- **Task prompt**
Please give the part of the records below that opens with the line containing "as [[3, 201]]." and closes with the line containing "[[191, 62]]" as a JSON list of strings, one string per line, with blank lines left out.

──────── Entries provided

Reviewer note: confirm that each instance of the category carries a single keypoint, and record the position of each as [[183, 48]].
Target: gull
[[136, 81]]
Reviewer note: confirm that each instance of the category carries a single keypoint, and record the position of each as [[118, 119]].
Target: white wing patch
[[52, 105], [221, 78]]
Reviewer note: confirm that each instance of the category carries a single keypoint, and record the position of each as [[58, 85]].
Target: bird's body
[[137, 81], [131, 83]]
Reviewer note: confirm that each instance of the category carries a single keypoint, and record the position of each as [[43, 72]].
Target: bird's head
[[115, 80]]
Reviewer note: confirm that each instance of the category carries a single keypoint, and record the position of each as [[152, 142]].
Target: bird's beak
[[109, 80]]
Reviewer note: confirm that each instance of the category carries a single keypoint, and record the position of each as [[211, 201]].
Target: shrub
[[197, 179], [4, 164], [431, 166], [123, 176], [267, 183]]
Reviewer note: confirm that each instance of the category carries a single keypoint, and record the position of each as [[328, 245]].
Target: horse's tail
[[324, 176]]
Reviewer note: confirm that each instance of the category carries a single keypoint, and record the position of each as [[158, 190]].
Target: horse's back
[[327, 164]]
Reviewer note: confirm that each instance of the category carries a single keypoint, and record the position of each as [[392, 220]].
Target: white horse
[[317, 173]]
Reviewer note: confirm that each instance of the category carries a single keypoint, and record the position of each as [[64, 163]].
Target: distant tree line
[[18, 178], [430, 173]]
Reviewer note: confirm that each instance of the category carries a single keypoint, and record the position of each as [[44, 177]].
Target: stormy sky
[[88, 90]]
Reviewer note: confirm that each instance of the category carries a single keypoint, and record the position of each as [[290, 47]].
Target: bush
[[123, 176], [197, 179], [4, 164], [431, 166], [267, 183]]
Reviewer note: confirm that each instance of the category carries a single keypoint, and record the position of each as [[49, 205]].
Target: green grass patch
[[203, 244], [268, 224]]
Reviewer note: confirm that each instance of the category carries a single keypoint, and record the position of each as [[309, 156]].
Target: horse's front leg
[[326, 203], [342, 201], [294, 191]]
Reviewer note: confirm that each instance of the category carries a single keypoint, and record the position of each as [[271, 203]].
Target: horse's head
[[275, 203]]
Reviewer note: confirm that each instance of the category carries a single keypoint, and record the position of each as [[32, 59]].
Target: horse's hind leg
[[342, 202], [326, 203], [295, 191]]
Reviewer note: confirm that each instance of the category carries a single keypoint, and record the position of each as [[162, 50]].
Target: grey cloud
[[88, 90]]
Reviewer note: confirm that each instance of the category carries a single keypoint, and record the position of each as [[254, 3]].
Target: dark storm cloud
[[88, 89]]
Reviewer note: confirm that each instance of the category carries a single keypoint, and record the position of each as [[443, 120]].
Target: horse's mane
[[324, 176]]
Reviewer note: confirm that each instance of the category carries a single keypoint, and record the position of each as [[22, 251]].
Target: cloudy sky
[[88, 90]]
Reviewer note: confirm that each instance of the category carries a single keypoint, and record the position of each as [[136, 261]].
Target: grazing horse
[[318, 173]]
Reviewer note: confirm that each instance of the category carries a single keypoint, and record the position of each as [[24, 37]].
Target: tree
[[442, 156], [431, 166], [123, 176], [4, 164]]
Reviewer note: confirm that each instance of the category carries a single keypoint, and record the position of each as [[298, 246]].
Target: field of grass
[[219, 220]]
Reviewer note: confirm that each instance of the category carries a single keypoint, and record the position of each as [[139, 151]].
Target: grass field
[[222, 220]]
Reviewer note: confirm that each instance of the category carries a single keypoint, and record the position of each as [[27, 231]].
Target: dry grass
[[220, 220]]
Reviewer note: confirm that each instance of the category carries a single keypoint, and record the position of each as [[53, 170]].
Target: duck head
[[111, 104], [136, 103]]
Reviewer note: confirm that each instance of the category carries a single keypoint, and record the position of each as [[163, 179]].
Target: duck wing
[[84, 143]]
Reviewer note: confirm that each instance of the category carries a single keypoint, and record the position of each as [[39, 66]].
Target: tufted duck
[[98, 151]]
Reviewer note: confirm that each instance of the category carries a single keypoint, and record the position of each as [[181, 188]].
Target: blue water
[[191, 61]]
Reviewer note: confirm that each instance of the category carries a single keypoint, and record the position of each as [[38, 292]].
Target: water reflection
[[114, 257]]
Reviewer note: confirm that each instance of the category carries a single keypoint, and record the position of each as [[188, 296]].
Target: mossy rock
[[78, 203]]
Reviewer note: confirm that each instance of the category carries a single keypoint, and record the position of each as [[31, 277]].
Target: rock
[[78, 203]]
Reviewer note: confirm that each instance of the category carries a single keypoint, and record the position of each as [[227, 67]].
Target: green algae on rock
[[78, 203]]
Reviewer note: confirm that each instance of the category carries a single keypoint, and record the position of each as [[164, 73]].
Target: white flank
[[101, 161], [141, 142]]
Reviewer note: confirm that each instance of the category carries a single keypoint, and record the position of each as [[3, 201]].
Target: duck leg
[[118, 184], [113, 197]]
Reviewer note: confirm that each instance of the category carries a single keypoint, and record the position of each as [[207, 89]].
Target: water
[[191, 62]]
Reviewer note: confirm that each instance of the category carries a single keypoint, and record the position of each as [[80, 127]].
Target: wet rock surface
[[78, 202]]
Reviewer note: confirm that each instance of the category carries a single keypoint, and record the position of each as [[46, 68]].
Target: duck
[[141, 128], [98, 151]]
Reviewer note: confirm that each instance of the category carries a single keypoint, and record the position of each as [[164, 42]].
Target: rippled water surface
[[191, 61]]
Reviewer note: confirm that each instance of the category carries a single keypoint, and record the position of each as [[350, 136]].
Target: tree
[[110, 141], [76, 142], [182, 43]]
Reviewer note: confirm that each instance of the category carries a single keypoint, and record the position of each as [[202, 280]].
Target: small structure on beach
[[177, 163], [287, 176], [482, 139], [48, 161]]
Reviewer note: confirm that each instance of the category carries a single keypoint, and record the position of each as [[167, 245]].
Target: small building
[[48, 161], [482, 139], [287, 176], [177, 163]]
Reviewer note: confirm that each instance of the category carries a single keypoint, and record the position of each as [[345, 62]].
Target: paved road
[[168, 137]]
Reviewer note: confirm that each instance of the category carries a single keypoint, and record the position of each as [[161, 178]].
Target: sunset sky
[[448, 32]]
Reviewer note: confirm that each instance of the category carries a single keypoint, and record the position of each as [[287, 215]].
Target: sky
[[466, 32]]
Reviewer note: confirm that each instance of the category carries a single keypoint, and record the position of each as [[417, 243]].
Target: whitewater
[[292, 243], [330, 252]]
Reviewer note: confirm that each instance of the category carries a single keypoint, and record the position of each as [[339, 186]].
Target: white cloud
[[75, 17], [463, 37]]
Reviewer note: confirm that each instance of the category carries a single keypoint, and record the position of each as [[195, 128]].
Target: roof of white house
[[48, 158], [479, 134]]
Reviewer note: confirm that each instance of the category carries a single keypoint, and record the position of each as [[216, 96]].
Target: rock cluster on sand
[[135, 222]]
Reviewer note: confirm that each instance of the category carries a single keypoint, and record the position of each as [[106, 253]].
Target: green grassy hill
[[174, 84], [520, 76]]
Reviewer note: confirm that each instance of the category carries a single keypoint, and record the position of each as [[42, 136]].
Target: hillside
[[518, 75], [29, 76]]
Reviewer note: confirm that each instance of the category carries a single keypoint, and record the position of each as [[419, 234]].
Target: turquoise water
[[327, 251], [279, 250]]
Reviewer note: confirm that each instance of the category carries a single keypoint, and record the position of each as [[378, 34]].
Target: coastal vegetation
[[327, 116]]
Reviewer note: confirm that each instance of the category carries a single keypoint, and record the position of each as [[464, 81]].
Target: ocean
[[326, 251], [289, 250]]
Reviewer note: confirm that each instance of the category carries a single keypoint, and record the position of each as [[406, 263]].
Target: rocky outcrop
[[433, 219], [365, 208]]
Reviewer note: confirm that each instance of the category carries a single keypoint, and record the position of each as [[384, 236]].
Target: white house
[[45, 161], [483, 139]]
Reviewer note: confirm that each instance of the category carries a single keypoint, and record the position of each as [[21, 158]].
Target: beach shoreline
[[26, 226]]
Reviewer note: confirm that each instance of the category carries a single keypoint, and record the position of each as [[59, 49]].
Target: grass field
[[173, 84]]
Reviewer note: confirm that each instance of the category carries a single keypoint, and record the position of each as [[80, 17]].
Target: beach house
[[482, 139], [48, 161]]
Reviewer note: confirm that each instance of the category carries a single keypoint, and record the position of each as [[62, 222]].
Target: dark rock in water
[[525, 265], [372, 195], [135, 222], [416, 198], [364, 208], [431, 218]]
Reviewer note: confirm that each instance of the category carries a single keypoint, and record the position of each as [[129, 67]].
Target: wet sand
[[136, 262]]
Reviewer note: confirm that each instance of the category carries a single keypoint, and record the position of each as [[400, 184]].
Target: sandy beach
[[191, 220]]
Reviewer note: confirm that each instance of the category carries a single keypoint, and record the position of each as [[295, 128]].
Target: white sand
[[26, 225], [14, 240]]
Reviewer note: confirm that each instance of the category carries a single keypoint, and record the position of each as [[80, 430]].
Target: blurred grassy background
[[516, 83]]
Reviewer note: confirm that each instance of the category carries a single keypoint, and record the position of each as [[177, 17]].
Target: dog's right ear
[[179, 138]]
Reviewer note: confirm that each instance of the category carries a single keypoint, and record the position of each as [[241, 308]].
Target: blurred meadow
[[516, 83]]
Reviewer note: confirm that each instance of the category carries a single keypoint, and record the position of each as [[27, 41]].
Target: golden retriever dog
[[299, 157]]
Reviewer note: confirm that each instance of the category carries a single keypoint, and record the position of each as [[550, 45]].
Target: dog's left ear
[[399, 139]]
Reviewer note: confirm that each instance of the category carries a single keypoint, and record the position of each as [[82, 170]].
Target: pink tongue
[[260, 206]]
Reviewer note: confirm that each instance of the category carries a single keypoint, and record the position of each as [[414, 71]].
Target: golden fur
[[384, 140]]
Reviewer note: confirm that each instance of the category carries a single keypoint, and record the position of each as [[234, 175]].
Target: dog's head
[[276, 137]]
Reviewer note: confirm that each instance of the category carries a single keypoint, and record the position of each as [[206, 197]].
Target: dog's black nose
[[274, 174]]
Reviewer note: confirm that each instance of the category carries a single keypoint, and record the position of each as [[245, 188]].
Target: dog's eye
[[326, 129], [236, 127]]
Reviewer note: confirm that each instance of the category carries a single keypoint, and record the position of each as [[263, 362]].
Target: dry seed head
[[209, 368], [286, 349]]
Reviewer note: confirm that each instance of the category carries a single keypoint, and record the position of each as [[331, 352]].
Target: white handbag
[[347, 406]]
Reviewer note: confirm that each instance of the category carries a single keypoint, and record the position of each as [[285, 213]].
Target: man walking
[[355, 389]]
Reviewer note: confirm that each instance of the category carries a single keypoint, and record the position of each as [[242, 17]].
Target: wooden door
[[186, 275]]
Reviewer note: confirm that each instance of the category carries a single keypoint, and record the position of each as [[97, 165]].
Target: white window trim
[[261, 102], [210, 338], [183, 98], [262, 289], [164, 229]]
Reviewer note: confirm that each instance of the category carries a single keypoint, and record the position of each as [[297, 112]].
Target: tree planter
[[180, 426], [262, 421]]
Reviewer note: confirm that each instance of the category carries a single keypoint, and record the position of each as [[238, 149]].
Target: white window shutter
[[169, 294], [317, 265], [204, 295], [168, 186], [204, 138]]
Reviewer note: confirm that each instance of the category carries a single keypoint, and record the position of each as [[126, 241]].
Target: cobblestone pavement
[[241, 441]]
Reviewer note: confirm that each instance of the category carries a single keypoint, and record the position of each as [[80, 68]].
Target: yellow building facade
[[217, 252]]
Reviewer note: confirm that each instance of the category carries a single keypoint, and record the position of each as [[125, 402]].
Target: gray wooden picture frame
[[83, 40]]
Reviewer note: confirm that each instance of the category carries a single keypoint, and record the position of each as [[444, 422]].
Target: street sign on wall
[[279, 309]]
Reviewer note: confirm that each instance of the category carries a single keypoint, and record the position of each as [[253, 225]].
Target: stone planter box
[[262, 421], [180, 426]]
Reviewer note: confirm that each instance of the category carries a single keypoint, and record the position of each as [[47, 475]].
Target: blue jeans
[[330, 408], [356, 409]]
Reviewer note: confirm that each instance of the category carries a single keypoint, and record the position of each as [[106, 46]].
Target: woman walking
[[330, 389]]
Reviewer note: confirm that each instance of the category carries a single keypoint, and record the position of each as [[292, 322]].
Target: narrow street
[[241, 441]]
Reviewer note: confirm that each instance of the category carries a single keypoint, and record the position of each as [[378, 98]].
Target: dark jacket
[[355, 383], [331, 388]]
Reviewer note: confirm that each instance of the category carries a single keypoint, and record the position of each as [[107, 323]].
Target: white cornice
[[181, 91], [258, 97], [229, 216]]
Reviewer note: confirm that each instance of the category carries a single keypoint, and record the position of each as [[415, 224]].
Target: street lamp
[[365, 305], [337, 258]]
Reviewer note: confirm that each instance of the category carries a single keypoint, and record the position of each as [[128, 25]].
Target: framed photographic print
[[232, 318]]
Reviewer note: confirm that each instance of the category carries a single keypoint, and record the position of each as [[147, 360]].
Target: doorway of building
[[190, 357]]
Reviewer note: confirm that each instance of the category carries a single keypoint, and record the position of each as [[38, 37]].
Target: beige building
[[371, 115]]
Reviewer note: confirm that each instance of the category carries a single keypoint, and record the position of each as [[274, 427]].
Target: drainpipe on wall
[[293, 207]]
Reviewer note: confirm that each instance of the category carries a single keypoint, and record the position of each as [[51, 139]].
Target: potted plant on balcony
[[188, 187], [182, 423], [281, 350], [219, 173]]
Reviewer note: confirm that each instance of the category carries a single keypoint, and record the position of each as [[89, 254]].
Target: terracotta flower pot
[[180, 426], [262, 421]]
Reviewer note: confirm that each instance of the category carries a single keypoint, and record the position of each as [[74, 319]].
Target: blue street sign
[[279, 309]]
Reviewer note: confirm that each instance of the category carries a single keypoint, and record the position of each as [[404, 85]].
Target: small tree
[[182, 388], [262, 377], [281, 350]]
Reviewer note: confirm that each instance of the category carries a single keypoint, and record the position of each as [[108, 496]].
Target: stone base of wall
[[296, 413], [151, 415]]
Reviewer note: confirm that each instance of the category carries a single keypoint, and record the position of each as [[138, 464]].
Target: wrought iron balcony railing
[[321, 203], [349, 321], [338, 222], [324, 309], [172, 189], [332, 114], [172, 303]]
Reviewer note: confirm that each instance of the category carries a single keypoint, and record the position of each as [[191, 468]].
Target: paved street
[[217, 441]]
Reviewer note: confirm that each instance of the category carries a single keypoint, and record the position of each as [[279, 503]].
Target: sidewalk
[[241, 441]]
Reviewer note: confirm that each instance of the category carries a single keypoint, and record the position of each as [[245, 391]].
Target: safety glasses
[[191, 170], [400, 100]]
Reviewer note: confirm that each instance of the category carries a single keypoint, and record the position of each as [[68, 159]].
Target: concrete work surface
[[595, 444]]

────────────────

- **Exercise answer**
[
  "Reviewer note: confirm that each instance of the category carries a single keypoint, and record the position of each as [[3, 201]].",
  "Target: duck leg",
  "[[118, 184], [113, 197]]",
  "Reviewer note: confirm that each instance of the category carries a single keypoint, and record the position of each as [[207, 89]].",
  "Target: water",
  "[[191, 62]]"
]